**The problem:** Whenever a line in the data contains "flower", show that line.
------------------------------------------------------------
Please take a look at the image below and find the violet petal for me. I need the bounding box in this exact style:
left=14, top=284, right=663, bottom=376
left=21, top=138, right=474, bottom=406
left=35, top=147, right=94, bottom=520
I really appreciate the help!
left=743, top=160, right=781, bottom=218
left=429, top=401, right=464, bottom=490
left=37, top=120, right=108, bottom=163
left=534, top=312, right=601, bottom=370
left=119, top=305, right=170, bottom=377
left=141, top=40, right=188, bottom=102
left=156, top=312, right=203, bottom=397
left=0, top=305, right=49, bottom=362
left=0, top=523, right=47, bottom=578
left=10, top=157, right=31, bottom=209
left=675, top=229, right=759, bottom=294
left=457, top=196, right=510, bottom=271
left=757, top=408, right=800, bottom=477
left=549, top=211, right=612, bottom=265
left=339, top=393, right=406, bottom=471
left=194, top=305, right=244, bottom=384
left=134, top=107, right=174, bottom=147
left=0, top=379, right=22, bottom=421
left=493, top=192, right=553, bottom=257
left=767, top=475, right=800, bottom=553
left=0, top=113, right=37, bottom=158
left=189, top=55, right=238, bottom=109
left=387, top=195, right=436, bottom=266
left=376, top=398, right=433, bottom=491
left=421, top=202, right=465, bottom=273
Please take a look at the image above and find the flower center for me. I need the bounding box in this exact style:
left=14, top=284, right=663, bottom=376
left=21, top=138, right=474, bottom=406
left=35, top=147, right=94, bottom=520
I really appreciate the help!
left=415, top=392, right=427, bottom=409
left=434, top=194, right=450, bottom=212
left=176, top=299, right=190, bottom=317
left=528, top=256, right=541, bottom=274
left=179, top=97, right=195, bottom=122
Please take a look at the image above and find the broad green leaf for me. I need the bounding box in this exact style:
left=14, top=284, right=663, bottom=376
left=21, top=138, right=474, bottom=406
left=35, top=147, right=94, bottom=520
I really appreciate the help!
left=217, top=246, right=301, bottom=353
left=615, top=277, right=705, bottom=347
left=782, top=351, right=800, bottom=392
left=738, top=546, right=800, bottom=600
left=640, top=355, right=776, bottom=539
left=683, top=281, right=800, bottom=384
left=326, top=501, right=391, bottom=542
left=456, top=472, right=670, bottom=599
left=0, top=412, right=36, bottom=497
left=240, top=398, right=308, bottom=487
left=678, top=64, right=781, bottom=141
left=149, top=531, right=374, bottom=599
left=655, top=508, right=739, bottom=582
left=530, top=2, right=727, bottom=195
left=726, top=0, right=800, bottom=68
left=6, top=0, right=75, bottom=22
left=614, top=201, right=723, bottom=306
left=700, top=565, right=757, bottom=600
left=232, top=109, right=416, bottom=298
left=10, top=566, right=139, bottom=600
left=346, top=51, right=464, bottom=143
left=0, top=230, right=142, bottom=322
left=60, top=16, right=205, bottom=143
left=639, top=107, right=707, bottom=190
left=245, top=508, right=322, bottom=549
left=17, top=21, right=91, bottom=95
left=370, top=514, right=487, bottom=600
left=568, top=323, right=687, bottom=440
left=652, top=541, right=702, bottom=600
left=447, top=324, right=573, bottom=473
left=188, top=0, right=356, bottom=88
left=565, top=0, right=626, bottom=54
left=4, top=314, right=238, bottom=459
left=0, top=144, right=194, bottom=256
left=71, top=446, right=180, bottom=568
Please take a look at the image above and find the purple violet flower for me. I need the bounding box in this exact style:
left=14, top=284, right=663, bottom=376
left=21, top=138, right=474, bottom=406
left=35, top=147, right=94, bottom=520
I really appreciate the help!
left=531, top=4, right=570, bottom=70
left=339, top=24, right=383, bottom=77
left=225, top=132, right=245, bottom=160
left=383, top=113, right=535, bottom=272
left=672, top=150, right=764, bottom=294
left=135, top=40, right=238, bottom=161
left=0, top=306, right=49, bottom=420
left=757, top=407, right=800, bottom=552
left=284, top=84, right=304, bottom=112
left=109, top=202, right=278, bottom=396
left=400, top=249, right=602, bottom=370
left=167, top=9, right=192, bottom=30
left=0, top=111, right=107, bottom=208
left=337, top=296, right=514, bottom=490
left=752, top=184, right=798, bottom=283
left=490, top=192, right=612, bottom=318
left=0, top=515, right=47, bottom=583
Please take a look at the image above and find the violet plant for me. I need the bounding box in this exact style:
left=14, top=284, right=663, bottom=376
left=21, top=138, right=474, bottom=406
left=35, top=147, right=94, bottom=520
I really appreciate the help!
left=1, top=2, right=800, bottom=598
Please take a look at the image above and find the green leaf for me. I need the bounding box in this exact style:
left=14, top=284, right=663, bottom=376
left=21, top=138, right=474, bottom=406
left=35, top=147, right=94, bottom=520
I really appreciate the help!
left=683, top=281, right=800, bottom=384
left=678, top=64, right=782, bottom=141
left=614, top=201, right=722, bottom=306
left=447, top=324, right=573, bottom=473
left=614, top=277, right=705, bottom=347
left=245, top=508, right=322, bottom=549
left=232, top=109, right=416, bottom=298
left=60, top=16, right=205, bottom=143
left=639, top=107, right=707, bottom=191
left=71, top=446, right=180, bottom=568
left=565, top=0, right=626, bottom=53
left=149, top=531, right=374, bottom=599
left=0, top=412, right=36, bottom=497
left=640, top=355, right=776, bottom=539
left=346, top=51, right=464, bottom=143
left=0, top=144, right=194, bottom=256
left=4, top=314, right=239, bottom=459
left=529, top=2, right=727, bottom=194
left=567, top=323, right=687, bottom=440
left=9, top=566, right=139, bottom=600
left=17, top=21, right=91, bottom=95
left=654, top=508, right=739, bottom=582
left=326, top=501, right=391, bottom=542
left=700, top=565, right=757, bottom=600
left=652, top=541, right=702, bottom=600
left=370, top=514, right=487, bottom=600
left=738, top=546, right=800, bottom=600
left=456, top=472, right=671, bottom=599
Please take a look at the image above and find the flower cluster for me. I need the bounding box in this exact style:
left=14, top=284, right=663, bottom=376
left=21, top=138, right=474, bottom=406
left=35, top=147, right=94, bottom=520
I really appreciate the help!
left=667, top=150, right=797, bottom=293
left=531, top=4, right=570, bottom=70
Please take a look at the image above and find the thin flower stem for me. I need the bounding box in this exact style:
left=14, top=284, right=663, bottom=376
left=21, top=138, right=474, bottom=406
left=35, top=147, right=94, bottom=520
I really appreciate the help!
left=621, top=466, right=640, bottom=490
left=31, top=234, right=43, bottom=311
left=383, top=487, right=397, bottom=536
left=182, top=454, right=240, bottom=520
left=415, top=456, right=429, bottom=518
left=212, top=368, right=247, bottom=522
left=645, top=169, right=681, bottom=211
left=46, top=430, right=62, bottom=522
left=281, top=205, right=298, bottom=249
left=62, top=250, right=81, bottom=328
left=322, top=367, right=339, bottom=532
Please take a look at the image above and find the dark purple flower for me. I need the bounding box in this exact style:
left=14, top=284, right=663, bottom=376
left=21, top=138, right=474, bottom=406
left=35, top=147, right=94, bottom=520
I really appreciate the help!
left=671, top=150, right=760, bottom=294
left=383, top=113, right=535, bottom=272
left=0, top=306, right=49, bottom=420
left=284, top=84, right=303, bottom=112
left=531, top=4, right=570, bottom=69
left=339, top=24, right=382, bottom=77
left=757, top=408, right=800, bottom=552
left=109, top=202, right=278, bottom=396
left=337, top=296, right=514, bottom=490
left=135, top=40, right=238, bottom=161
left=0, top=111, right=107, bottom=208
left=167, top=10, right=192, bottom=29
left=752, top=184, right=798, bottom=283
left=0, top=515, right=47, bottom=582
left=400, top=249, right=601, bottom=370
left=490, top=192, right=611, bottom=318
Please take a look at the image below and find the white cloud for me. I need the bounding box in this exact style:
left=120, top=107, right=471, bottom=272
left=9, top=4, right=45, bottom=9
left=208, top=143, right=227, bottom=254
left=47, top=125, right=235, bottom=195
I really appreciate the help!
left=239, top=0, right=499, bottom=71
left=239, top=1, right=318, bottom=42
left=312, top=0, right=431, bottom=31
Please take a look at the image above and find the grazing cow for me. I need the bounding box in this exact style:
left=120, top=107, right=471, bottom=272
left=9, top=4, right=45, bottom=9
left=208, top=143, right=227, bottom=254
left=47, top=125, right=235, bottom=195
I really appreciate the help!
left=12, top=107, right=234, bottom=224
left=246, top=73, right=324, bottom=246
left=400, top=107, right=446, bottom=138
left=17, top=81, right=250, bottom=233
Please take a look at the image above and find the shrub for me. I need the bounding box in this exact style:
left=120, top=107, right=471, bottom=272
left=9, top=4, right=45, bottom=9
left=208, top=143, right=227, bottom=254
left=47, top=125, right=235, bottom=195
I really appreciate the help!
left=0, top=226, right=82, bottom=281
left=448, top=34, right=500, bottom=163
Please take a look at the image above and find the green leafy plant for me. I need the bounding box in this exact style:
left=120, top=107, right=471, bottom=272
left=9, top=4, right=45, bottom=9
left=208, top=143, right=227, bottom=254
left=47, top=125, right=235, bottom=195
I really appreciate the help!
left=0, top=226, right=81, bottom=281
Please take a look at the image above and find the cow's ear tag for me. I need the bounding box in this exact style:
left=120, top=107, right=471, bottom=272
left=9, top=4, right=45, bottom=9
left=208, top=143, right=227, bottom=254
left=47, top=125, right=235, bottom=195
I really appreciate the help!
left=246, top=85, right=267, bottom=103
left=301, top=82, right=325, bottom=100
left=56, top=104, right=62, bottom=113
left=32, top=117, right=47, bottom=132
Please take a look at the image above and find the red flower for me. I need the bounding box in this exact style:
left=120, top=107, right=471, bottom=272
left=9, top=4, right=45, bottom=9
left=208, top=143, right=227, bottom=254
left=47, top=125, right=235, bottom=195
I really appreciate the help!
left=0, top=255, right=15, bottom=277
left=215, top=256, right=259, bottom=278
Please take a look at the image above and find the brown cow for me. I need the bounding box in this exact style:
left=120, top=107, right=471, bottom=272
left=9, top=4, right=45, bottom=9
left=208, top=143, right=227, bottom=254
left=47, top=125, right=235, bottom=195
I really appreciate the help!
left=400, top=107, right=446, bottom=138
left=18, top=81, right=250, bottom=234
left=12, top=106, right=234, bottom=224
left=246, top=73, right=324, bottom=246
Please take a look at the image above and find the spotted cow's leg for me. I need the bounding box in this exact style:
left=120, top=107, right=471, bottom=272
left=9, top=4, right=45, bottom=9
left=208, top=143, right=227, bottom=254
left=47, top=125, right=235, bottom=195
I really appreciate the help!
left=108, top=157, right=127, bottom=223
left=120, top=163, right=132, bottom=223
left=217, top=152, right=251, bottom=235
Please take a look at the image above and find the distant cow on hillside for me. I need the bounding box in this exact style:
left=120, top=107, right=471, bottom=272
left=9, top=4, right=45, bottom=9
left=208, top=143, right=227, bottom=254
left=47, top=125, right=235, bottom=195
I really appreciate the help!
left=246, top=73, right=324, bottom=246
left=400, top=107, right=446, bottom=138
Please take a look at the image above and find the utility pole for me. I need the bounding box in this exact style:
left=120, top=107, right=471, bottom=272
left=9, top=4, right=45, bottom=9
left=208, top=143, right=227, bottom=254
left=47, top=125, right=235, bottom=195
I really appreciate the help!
------------------------------------------------------------
**Solution for this task:**
Please take a look at the image above and find the flower center for me. I need the bounding box in this exact style:
Please take a look at the image above and find the purple violet flower for me. I need the bounding box in this exact style:
Please take a look at the image above and find the flower cluster for me. I need the bounding box in this exact style:
Please take a look at the image above and find the thin flower stem for me. I need the bounding box in this exact style:
Please take a look at the image above and find the dark purple flower for me. I need the bounding box in this exact style:
Please take a look at the image above and find the red flower for me. I need the bounding box in this exact style:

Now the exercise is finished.